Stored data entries
start

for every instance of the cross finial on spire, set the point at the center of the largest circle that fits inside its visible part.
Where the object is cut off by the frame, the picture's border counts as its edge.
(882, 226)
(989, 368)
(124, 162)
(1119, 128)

end
start

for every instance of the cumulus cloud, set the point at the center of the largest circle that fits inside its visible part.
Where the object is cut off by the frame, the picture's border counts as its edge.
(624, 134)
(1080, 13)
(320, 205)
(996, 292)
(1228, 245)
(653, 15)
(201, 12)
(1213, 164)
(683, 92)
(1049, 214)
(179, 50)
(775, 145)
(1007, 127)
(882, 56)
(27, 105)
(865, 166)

end
start

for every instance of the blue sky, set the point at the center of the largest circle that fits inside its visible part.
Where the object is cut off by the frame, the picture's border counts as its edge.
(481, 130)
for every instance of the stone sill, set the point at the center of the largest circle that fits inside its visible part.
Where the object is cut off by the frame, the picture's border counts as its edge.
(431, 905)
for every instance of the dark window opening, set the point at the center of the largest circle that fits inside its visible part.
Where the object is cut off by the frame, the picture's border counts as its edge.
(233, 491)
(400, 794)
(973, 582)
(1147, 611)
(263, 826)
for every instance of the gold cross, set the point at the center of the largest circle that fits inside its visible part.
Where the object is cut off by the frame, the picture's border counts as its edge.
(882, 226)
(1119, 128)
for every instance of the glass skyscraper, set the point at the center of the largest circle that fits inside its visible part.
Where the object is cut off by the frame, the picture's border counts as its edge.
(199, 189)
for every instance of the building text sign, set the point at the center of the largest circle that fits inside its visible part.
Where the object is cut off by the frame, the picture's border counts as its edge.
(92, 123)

end

» What to work on: Display each line from the records above that includes the string "cross". Case counts.

» Solution to this problem:
for every instance of the cross finial on spire, set the point at the center of the largest circle that fits inside its visible part.
for every instance of the gold cross, set the point at the center of the largest circle that fits inside its visible part.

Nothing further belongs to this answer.